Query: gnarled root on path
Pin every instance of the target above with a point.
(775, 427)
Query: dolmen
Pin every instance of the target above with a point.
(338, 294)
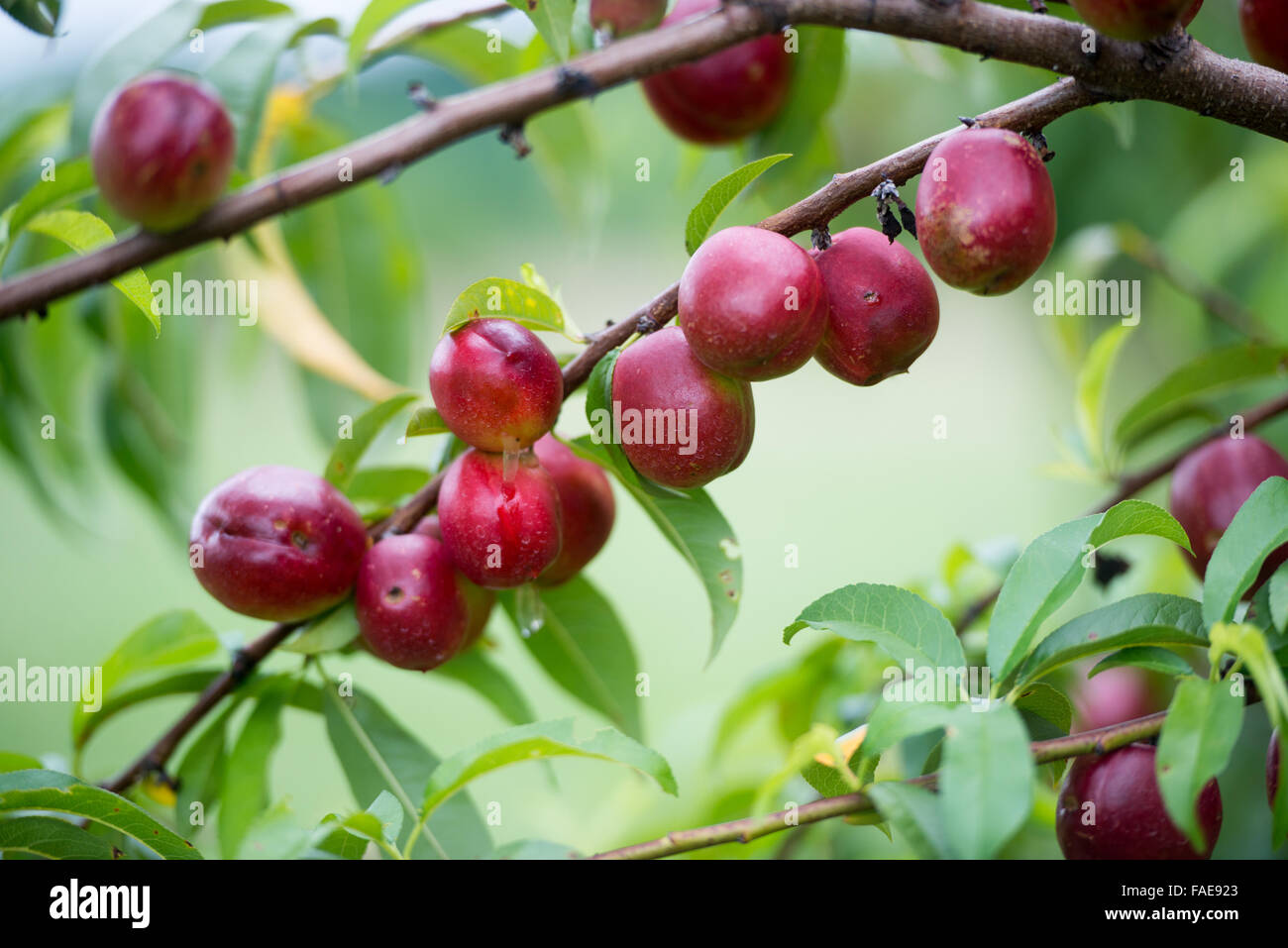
########################################
• [TASK BRIEF]: Put the entries into a numbered list, beginning with the line containing "Query: dolmen" and continuing through the end of the entries. Skip blank lines and leave the pictures out.

• [RESPONSE]:
1. Query: dolmen
2. Pin every instance of the target above with a point.
3. (338, 294)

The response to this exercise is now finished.